» **Passage provided**:

= = = = = = =

# Winning him back



## kristiex0 (Jul 21, 2006)

_so, lets sum up this story._

_i have one years worth of history with boy._

_boy meets new girl._

_boy wants new girl over me._

_i don't think he really knows the new girl, its new&amp;exciting. that's what he wants._

_we never had a REAL relationhip because due to previous relationships, i'm scared of commitment._

_i finally know what i want, just at the wrong time._

_what should i do to win him back on my side?_

_we spent the afternoon together yesterday, at the aquarium/beach, progress at first but then he hung out with new girl and that went down the tubes._

_i dont know what to do .. HELP!




_


----------



## Gwendela (Jul 21, 2006)

I would smile and give him a hug and slowly walk away. Sorry sweetie but there are more fishies out there just waiting for a beautiful woman like you.


----------



## Aquilah (Jul 22, 2006)

Well, I'm not sure how old you two are, and I have a feeling that could make a difference in what I want to say. I personally recommend leaving it alone. That good old phrase, "If you love someone, let them go. If they come back to you, then it was meant to be," is most definitely true. John and I went through that twice, and every time we found our way back to one another. I'm probably not helping much, but there's honestly no point in wasting your time on someone who apparently doesn't know what he wants either... He'll get tired of the new girl too... I almost bet on it!


----------



## eric (Jul 22, 2006)

i agree with everyone.. its the hardest thing to do but by playin like you dont care, itll make him want you more.. hopefully hes gonna get bored with the new eye candy and realize that youre the right choice


----------



## Kimberleylotr (Jul 22, 2006)

find sumone else hes not worth it. u might only wont him cos u cant have him,


----------



## eric (Jul 22, 2006)

Originally Posted by *Kimberleylotr* find sumone else hes not worth it. u might only wont him cos u cant have him, thats sooo true.. it may be a want what you cant have thing!!!!


----------



## ShelbyLynn (Jul 22, 2006)

Originally Posted by *oobladi* I would smile and give him a hug and slowly walk away. Sorry sweetie but there are more fishies out there just waiting for a beautiful woman like you. I agree!


----------



## LVA (Jul 22, 2006)

I'm sayin' this from personal experience .... U have to learn to play hard to get .. he'd appreciate u more. If u are too easy ... he could prolly care less.

-- I know it's the hardest thing in the world to 4get about him. It was realli hard for me anyways ... i looked 4ward to every phone call from him, every date ... and one day i realize .. this guy is not for me ... he took me for granted and played w/my feelings ...I promised myself i'd let go ... and believe me .. .it took me 4ever!!! ...

IMO though ... it sounds like there are better guys out there for u then him.


----------



## tsims (Jul 22, 2006)

you gottal let him go, even if he is the one that let you go, sounds like he is exploring and is thinking of you more as a friend now, or he is conflicted and not sure what he wants, either way you have to cut this off.

the phrase set him free and if he comes back is very true , it means let him go find hisself if it is ment to be he will come back you cant hang out with him thou and try to cling to something that might be over you will suffocate anything that could be there.

= = = = = = =

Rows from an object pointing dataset
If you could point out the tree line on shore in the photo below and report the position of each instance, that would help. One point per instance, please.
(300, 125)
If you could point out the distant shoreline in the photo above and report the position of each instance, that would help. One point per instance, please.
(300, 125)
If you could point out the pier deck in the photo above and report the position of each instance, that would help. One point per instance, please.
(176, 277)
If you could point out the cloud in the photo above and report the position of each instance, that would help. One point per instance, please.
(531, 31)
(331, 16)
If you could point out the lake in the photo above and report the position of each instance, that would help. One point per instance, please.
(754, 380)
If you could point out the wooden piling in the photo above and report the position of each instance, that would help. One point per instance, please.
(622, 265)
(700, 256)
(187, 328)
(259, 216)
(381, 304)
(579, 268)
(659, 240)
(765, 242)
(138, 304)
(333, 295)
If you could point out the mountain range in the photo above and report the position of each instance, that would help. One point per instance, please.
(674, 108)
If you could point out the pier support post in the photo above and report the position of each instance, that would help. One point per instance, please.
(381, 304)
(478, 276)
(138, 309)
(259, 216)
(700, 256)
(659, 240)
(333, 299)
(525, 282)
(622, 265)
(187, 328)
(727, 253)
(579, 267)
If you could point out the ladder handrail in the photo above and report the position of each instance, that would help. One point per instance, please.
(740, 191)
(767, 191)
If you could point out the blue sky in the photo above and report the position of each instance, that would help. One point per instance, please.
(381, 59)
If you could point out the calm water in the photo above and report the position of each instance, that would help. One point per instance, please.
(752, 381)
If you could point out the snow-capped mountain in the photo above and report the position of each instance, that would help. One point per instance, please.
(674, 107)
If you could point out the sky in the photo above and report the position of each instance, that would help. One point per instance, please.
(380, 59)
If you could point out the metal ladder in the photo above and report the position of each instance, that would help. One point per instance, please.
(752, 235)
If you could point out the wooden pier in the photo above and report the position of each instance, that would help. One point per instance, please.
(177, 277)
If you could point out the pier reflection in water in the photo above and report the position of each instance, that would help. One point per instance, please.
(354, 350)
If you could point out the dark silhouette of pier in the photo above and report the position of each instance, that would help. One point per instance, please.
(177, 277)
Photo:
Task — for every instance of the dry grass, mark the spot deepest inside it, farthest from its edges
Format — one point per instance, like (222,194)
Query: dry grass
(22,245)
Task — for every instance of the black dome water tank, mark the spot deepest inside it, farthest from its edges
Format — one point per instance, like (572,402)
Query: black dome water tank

= = = = = = =

» **Exercises**:
a: List every username that appears in a post header in the thread about winning him back, counting each name once.
b: Carry on the thread about winning him back from the point where it stops.
The rows were drawn from a separate source.

» **Expected responses**:
a: kristiex0, Gwendela, Aquilah, eric, Kimberleylotr, ShelbyLynn, LVA, tsims

b:
pride is a biggy, most of the time this is what makes us cling to someone, wondering what is wrong with me? there is nothing wrong dear you just may not be soul mates, you gotta move apart to find out.

ts


----------



## mac-whore (Jul 22, 2006)

It's funny because I'm in somewhat of the same situation, and I still haven't walked away yet.. even though, subconciously, I know that that's what I need to do. I'd say, there's nothing you can do to win him over, honestly. Just be yourself.. and give him time to figure out what HE wants, or you can just call the shots yourself and move on.


----------



## geebers (Jul 22, 2006)

I can honestly say that I have gone through this more times than I care to admit only now can I say it is easy to let go. If a person really cares about you, they WILL come back. And by that time you may not even want them back. The thing is, he will never appreciate or miss you if you stick around and cling to him. It's one thing to be friends. However, your feelings for him cloud your ability to be a good friend and it is best to walk away and let it go. Easier said than done but I can promise you that you will not regret letting go. You will regret wasting your time and energy on someone who does not appreciate it.


----------



## savvy_as_98 (Jul 22, 2006)

dump him - there are many and better fish in the sea !


----------



## Dragonfly (Oct 6, 2006)

I am sorry that you went through your experience. I am not sure how old he is but maybe I can give you some insight. I will be generalizing.

Males that are in their teens and early twentys are very immature and loaded with testosterone. Their ideal relationship is non-committal and sexual.

It doesn't mean they can't fall in love but it does mean they can stray.

A lot of men say that they are ready to commit to a relationship - marriage, once they are 27 or older. Men that are 22 to 27 make good boyfriends but they still get distracted.

I understand that you want your boy friend back. I have been there a few times.

I will leave you with a thought - Never let anyone break up with you more than once. All the best.


----------



## CuTeLiCiOuS (Oct 6, 2006)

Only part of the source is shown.